* Selected text
· · · · · · ·
A new report in Washington suggests that a state law giving antitrust protection to healthcare providers should be repealed because competition has done a good job of controlling costs and regulating providers in lieu of competition may cost more than it's worth.
The Washington attorney general's office submitted the 89-page report to the state Legislature on Dec. 15, 1995, as part of the Legislature's review of the state's 1993 antitrust exemption law.
At least 17 other states have similar laws (See related story, p. 6).
Last May, the Washington Legislature placed a 15-month moratorium on new provider antitrust exemption applications while it decides whether the law is needed (May 29, 1995, p. 10).
The Legislature considered repealing the exemption law as part of the rollback of the state's healthcare reform laws. But last-minute lobbying by provider groups convinced the Legislature to put the bill on hold and study the issue before making a final decision.
Under the exemption statute, hospitals, physicians and other providers can seek antitrust relief from the state if their proposed collaborative venture meets specific criteria, such as lowering costs or improving quality, and those benefits exceed any anti-competitive risk.
If the state grants an exemption petition, it uses annual reports and other mechanisms to monitor the progress of the venture in meeting community-benefit goals.
Before the moratorium, providers filed 11 exemption applications. Two were approved, three are pending and six were later withdrawn.
In its report, the state attorney general's office made a strong case for dumping the law, though it stopped short of making a specific recommendation.
"Given the economic benefits of competition, substantial benefits of immunity should be found if (exemption applications are) to be granted," the report concluded.
In its report, the state's highest law-enforcement office highlighted the benefits of competition and the drawbacks of antitrust exemptions for providers.
First, the report found no economic benefit in granting antitrust immunity to healthcare providers. A study conducted for the state attorney general's office found that 1993 prices for hospital and physician services in more competitive markets in Washington were lower than prices for the same services in less competitive markets.
· · · · · · ·
* Questions to answer
**A)** In the article on Washington's healthcare antitrust exemption law, how many exemption applications did providers file before the moratorium?
**B)** Write the next few paragraphs of the article on Washington's healthcare antitrust exemption report, starting after its final sentence.
· · · · · · ·
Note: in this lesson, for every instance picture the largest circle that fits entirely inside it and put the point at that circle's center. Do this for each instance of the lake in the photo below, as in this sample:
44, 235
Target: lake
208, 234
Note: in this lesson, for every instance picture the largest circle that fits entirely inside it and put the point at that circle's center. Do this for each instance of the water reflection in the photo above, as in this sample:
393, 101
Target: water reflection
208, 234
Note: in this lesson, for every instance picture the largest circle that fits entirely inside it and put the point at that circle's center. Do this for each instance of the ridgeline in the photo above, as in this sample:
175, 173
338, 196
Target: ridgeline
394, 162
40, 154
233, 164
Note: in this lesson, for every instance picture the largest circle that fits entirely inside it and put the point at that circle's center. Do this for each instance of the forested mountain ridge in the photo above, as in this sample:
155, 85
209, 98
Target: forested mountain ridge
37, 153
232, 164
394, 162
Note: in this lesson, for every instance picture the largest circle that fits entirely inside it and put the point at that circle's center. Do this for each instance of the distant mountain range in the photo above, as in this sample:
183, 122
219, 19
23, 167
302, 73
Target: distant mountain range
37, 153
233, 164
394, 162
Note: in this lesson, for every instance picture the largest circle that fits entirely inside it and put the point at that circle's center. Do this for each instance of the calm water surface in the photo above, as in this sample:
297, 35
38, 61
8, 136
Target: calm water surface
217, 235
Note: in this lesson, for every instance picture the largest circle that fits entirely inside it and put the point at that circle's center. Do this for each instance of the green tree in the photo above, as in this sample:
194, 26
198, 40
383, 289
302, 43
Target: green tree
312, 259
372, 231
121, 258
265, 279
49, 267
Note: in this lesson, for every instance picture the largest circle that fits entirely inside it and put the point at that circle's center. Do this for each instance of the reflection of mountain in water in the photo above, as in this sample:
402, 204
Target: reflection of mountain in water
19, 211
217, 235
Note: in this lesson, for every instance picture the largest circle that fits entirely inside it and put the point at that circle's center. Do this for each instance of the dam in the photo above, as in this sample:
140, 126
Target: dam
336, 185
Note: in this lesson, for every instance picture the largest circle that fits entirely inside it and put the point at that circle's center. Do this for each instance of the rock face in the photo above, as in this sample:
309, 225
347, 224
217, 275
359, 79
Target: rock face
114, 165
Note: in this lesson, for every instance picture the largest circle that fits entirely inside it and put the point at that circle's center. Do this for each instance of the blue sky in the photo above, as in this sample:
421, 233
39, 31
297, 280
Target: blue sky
· · · · · · ·
* Responses to the tasks
**A)** Eleven.

**B)**
For example, the study projected that in markets where the number of similarly sized hospital competitors dropped from three to two, prices for hospital services could jump as much as 26%. In markets that dropped from two to one, hospital prices could be expected to jump as much as 44%.
Second, the report said most of the Antitrust
activities for which providers wanted exemptions already were legal under existing state and federal antitrust laws and enforcement policies. And it said collaborative ventures rarely met antitrust enforcement actions anyway, especially hospital transactions.
"Washington currently has very few towns in which we have hospital competition remaining," the report said. "Given that, it is unclear what relief is needed here for hospital mergers."
For the infrequent and illegal transactions that could be immunized under the law, there's no evidence that the community benefits generated by the deals would outweigh their negative impact, the report said.
"We were not presented with a single example by those in favor of immunity to support the existence of clear and measurable benefits to consumers that would result from activities permitted only if immunity is granted," it said.
Finally, the cost of setting up a state system to monitor providers' progress in meeting their collaborative goals as well as the cost borne by providers in meeting the state's regulatory demands may offset any benefits from the transactions, the report said.
The Legislature is expected to decide the law's future by July 1, when the moratorium on new exemption applications from providers expires.